Could you quote, word for word, every line of the records from the line containing "Q: innermost point of each instance of the white ceiling, in" through the end of the records, with both ends included?

start Records provided

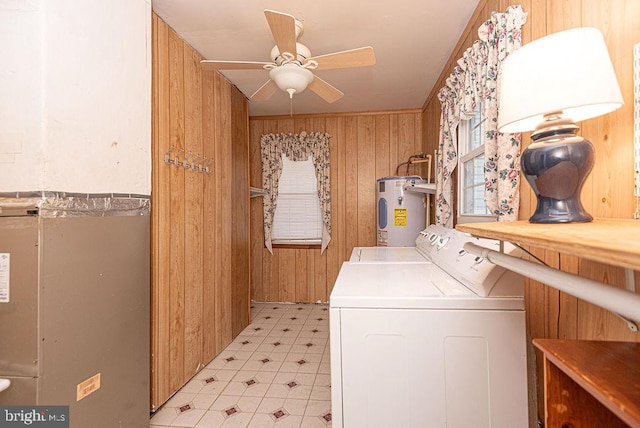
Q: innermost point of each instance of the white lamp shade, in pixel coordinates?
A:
(291, 78)
(569, 71)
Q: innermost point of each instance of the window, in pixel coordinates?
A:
(298, 218)
(471, 184)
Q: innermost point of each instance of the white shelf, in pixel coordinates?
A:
(254, 192)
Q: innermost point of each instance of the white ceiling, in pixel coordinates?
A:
(412, 40)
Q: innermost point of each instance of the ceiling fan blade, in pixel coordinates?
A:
(265, 91)
(231, 65)
(360, 57)
(325, 90)
(283, 28)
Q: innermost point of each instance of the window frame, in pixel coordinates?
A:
(464, 156)
(299, 243)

end Records provided

Full solution —
Q: innermost point of each instance of the white ceiling, in pixel coordinates?
A:
(412, 40)
Q: innermost point of each instance of the ceiling fan blade, in pixel coordinates?
A:
(265, 91)
(231, 65)
(360, 57)
(325, 90)
(283, 28)
Q: innermost point of each instance of the window frame, in pixel coordinates?
A:
(464, 156)
(299, 243)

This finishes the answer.